# Confused about oil for 2210



## MowHoward2210

First off, this is not intended to be a synthetic vs dino oil thread. I know the pros and cons of each oil. 

I am coming up on the 50 hr service interval on my JD 2210 (Yanmar diesel). I have seen conflicting advice on break-in oil and how soon you can use synthetic on a new engine.

On the break-in oil, my owners manual says change at 50 hrs. The break-in oil offered on Deere's website says break-in oil is to be used for the first 100 hrs. My dealer said I could go ahead and change at 30 hrs when I was considering putting the 2210 in storage for the winter (I did not). At another site someone's dealer said to run break-in oil for the first 200 hrs (I'm assuming a 50 hr change with break-in oil) so the rings seat.

So my question is should I:

1) use more break-in oil at 50-200hrs
2) use a conventional oil at 50-200 hrs
3) go to a Deere's syn blend at 50hrs
4) go to a conventional oil at 50, then 
a syn blend or a full syn at 100 hrs


----------



## Live Oak

Mow, follow what your owner's manual says to do and you will be just fine. I changed my factory oil at 50 hours and replaced it with John Deere 15W-40 Plus 50 Synthetic Blend. I use this same oil in my Cummins diesel and it stay clean a long time before turning black. The major reason I went with this oil is that I purchase a 55 gallon drum and it came to $1.29 per quart. You can use any good quality oil rated for diesel and John Deere. I good economic oil to use would be for example; Shell 15W-40 Rotella T, Delo, etc. Walmart carries it and you might find it on sale. The John Deere oil is made by Chevron in most cases but manufacturers vary by region. Something to keep in mind is that unless you are going to extend the oil change intervals or have a justified need (such as cold temps) synthetic oil is not very economical. It is good stuff but costs much more. John Deere makes a full synthetic in the 0W-40 Plus 50 and so does Shell in 5W-40 as does many others.

Written exercise A
Pick out every line of the records below that contains the string "eyebrow", matching case exactly.
The forum thread and the records come from separate, unrelated sources.

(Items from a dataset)

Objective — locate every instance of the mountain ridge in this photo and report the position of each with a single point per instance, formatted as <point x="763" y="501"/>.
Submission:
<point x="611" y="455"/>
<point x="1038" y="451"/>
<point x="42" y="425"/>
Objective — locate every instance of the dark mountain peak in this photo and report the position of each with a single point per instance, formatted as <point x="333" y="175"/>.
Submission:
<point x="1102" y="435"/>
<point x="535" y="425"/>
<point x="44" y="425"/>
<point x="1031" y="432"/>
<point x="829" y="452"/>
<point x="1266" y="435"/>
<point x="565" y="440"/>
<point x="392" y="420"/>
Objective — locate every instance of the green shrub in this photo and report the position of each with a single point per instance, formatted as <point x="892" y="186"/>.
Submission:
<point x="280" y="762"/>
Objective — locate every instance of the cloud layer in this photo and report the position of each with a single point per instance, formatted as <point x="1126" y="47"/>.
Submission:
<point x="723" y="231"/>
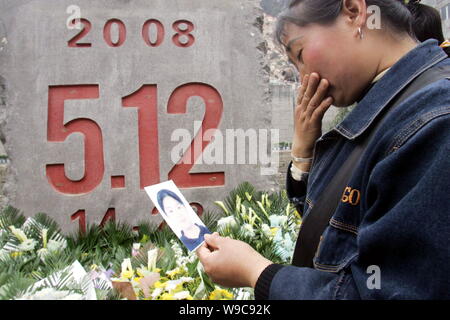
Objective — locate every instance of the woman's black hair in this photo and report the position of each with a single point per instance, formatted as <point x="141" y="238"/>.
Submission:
<point x="166" y="193"/>
<point x="395" y="14"/>
<point x="427" y="23"/>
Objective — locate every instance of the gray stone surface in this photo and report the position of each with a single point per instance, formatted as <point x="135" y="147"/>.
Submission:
<point x="35" y="55"/>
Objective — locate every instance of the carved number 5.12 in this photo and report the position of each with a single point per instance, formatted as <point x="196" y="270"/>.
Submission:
<point x="145" y="101"/>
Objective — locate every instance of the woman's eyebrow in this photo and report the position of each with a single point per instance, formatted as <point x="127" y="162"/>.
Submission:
<point x="288" y="47"/>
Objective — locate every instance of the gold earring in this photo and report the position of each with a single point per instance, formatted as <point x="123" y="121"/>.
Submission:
<point x="360" y="33"/>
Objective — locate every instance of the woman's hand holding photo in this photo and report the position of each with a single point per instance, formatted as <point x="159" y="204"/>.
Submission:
<point x="312" y="103"/>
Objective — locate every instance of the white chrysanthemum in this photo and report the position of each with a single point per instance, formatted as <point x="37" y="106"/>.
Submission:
<point x="277" y="221"/>
<point x="248" y="230"/>
<point x="156" y="293"/>
<point x="3" y="255"/>
<point x="181" y="295"/>
<point x="18" y="233"/>
<point x="225" y="222"/>
<point x="27" y="245"/>
<point x="172" y="284"/>
<point x="152" y="255"/>
<point x="54" y="246"/>
<point x="266" y="230"/>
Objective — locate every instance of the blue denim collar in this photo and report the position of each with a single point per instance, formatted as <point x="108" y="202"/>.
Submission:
<point x="421" y="58"/>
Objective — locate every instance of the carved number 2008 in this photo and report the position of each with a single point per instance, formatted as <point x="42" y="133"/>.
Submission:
<point x="182" y="37"/>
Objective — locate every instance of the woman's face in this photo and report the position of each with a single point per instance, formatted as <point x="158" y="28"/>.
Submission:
<point x="330" y="51"/>
<point x="176" y="212"/>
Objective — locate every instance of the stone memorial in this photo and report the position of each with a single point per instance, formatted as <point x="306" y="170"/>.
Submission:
<point x="102" y="98"/>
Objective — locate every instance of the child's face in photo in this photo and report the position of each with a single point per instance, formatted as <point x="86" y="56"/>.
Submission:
<point x="176" y="211"/>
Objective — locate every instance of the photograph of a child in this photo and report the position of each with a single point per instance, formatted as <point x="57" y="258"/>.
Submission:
<point x="178" y="214"/>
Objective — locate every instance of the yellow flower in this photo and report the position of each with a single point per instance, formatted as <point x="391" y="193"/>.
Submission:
<point x="16" y="254"/>
<point x="175" y="272"/>
<point x="94" y="267"/>
<point x="167" y="296"/>
<point x="159" y="284"/>
<point x="220" y="294"/>
<point x="274" y="231"/>
<point x="127" y="274"/>
<point x="127" y="270"/>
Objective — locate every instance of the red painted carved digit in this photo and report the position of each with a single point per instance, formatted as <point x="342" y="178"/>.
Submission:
<point x="183" y="33"/>
<point x="73" y="43"/>
<point x="107" y="33"/>
<point x="159" y="33"/>
<point x="81" y="216"/>
<point x="213" y="114"/>
<point x="109" y="215"/>
<point x="58" y="132"/>
<point x="145" y="99"/>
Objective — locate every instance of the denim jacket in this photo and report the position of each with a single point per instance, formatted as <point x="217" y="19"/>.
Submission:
<point x="389" y="236"/>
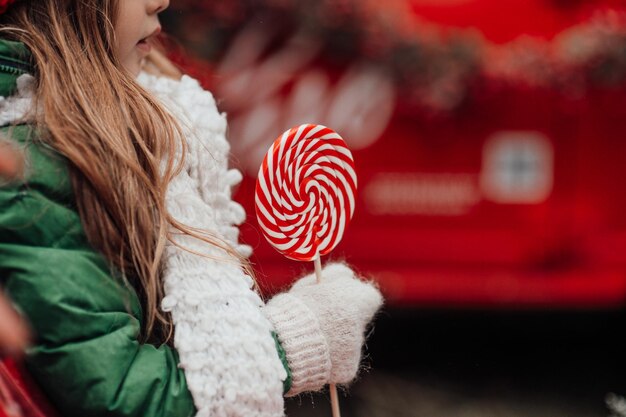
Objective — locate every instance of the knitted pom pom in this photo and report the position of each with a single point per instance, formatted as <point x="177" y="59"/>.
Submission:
<point x="4" y="5"/>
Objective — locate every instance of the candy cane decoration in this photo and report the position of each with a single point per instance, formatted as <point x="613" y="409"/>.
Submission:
<point x="305" y="196"/>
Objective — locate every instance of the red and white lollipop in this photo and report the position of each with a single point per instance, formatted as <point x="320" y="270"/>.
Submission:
<point x="305" y="192"/>
<point x="305" y="196"/>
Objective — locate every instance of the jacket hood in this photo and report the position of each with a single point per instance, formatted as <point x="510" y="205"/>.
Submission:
<point x="15" y="60"/>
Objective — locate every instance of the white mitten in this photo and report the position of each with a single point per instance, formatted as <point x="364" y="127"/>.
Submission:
<point x="321" y="326"/>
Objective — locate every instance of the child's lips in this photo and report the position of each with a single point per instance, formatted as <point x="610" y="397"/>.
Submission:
<point x="144" y="46"/>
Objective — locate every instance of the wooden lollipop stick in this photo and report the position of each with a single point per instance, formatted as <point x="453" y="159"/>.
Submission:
<point x="334" y="399"/>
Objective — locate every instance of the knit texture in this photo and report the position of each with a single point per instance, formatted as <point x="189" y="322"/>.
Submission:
<point x="223" y="338"/>
<point x="18" y="107"/>
<point x="321" y="326"/>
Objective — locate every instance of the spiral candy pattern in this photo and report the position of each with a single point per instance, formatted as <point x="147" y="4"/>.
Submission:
<point x="305" y="192"/>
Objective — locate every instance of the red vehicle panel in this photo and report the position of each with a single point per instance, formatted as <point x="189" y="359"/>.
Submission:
<point x="513" y="197"/>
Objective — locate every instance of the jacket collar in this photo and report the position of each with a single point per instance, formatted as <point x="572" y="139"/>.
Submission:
<point x="15" y="60"/>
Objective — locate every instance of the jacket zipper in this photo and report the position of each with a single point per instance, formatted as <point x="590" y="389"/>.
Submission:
<point x="13" y="67"/>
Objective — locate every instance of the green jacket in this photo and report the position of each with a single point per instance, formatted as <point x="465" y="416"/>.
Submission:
<point x="87" y="357"/>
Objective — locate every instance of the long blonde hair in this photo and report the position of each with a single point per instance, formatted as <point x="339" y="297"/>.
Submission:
<point x="114" y="135"/>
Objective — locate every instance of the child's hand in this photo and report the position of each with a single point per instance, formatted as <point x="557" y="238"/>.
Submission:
<point x="321" y="326"/>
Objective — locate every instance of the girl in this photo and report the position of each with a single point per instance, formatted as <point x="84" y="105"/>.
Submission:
<point x="120" y="243"/>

Written exercise B
Copy the forum thread above word for word, from "# Confused about" up to and including "of each oil.".

Correct answer A
Objective — locate every instance of the woman's eyebrow in this photo and report the position of each with a single point per instance, formatted as <point x="127" y="162"/>.

Correct answer B
# Confused about oil for 2210



## MowHoward2210

First off, this is not intended to be a synthetic vs dino oil thread. I know the pros and cons of each oil.